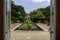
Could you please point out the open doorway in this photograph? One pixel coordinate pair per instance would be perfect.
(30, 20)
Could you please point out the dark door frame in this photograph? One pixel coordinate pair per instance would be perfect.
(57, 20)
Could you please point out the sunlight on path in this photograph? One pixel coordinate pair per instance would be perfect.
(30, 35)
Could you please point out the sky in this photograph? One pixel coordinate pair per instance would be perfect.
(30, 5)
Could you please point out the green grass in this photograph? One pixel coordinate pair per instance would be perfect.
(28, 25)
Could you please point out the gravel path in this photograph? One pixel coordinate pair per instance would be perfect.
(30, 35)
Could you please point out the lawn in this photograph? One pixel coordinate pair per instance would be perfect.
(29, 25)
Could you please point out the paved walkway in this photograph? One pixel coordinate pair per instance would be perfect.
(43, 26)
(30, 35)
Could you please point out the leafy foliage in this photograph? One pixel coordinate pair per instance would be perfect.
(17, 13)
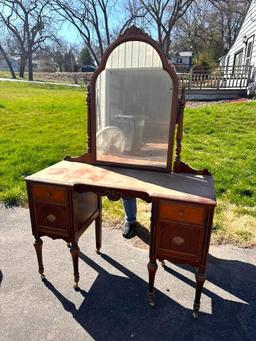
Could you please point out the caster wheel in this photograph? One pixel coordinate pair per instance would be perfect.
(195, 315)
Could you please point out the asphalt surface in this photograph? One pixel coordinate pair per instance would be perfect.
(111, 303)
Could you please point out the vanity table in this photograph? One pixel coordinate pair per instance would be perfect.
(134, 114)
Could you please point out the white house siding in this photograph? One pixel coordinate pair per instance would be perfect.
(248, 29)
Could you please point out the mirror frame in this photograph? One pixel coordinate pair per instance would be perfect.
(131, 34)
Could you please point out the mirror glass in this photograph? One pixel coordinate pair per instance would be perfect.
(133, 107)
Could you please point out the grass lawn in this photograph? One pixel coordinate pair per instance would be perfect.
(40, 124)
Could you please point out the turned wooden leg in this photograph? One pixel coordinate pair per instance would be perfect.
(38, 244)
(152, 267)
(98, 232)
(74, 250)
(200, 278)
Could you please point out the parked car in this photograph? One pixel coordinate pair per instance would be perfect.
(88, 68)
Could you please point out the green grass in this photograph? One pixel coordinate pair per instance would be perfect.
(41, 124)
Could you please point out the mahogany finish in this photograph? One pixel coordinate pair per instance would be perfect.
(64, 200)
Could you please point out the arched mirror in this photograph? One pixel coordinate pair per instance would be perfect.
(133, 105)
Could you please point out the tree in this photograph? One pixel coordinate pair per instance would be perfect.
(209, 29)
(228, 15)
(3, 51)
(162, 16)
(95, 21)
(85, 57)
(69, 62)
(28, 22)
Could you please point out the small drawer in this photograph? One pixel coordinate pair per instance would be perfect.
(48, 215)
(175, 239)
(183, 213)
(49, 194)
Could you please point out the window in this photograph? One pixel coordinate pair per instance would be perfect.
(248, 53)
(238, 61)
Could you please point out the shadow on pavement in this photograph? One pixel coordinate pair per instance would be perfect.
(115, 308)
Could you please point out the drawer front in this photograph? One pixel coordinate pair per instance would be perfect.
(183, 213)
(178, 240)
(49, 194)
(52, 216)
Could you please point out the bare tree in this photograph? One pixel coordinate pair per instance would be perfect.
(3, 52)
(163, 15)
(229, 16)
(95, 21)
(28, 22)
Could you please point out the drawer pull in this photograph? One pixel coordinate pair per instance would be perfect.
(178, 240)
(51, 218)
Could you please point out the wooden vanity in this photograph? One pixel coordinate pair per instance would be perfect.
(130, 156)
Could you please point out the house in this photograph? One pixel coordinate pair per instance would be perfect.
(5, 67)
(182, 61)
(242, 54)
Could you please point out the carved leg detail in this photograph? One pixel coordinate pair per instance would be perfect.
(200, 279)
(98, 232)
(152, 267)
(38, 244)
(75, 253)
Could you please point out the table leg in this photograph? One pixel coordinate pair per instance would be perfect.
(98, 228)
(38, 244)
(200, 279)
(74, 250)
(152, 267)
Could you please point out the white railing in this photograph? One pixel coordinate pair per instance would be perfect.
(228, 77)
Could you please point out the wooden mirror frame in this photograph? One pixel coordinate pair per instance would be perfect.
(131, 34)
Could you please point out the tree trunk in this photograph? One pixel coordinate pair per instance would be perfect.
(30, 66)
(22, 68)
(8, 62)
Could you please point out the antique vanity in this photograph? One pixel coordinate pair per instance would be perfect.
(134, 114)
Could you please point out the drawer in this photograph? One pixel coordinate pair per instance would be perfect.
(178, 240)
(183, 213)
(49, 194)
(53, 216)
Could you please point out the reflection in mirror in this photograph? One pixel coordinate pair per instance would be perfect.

=== ABOUT THIS EXERCISE ===
A word-for-word copy of the entries above is what is needed, without any images.

=== SOLVED EXERCISE ===
Could you please point out the open doorway in this photograph? One pixel coordinate pair per instance would be perfect.
(30, 20)
Could you please point out the dark door frame in this photograph? One pixel coordinate pair per instance would be perfect.
(57, 20)
Could you please point out the sunlight on path in this photograph? One pixel coordinate pair per instance would be perfect.
(30, 35)
Could you please point out the sky in this photograph? One pixel coordinate pair per instance would be perfect.
(30, 5)
Could you please point out the green grass in this photograph? One pixel coordinate pair per instance would be perfect.
(28, 25)
Could you please point out the gravel path in this photograph? One pixel coordinate pair per instance would be perfect.
(30, 35)
Could you please point out the lawn in this photograph? One pixel coordinate pair per instance would be perfect.
(29, 25)
Could you please point out the paved walkway in this photograph? One pixel coordinate pair per instance would be perfect.
(43, 26)
(30, 35)
Could you please point out the leafy foliage in this photograph? One pixel coordinate pair per instance would be perfect.
(17, 13)
Could you please point out the caster wheel in this photograph? One pixel coordinate pair per instance would be perfect.
(195, 315)
Could you please point out the asphalt surface in this photograph? One pixel coordinate pair per instance would be perfect.
(111, 303)
Could you please point out the vanity table in this photograph? One pixel coordinate pair per instance would be perfect.
(134, 114)
Could you please point out the white house siding in this photograph? One pixel coordinate pair per instance would be perfect.
(248, 29)
Could you please point out the mirror frame in this photograph? One pixel coordinate pair per instance would be perfect.
(131, 34)
Could you please point out the mirror glass in this photograph? One pixel coordinate pair per instance would be perfect.
(133, 107)
Could you please point out the grass lawn in this photograph? One pixel coordinate pair per instance would be perfect.
(40, 124)
Could you please point out the turned wooden leg in this photograph? One pixel coordinate pair per instance would be perfect.
(38, 244)
(152, 267)
(98, 232)
(74, 250)
(200, 278)
Could you please point out the parked car in this photograph? One pixel coordinate pair per instance would be perfect.
(88, 68)
Could you please point out the green grass in this photograph? One pixel coordinate pair per instance would be perfect.
(41, 124)
Could you please point out the mahogany finish in this photograph? One pixel coordinate pair per instance would be perfect.
(64, 200)
Could you please point out the arched mirror in this photograph? One pixel coordinate pair per instance would be perfect.
(133, 105)
Could you please point out the tree in this photograph? One pixel coordinate pair per instance would be perfect.
(209, 29)
(228, 15)
(3, 51)
(162, 16)
(95, 21)
(85, 57)
(69, 62)
(28, 22)
Could you please point out the small drawer in this photograph? One pixel coordinate pair per instance would be perfect.
(48, 215)
(175, 239)
(183, 213)
(49, 194)
Could you please point out the window in this photograph? One pixel coordinate pair per instance would be perfect.
(248, 53)
(238, 61)
Could you please point out the shadow on pavement in this photograph? One pixel coordinate pair per instance would be perfect.
(115, 308)
Could you please point out the drawer front in this photograph? One pixel coordinate pair per instance would be perfect.
(183, 213)
(178, 240)
(49, 194)
(52, 216)
Could you please point out the bare tree in this photograph? One pixel coordinate pair per instance would be perfect.
(3, 52)
(163, 15)
(229, 16)
(95, 21)
(28, 22)
Could you please point out the drawer pull in this photograph? One pixel coordinate pair per instance would be perfect.
(178, 240)
(51, 218)
Could you please point out the wooden vanity in this photograph? One pixel coordinate pair per instance would be perfect.
(130, 156)
Could you please point out the house in this photograph? One pixel coordinate pair per instance would be perfect.
(5, 67)
(182, 61)
(242, 54)
Could you please point out the carved leg detail in this photograph? One pixel coordinate pair per instance would be perfect.
(200, 279)
(98, 232)
(152, 267)
(38, 244)
(75, 253)
Could you please point out the table leg in this photograph? One pixel coordinate pair per instance would be perfect.
(98, 228)
(38, 244)
(200, 279)
(74, 250)
(152, 267)
Could you please point out the white railing in this photograph? One pixel coordinate pair per instance would be perfect.
(228, 77)
Could you please point out the wooden mirror frame in this photograph? One pixel coordinate pair per instance would be perfect.
(131, 34)
Could you please point out the tree trunk in this photograph? One pixel coordinate pair per instance would be perfect.
(30, 66)
(22, 68)
(8, 62)
Could you please point out the antique vanity in this photograph? One pixel coordinate pair per instance would be perfect.
(134, 114)
Could you please point out the drawer in this photograph? One pixel coordinate pair per instance would be perfect.
(178, 240)
(183, 213)
(49, 194)
(53, 216)
Could you please point out the reflection in mirror in this photograph? One pixel coordinate pair per instance would be perfect.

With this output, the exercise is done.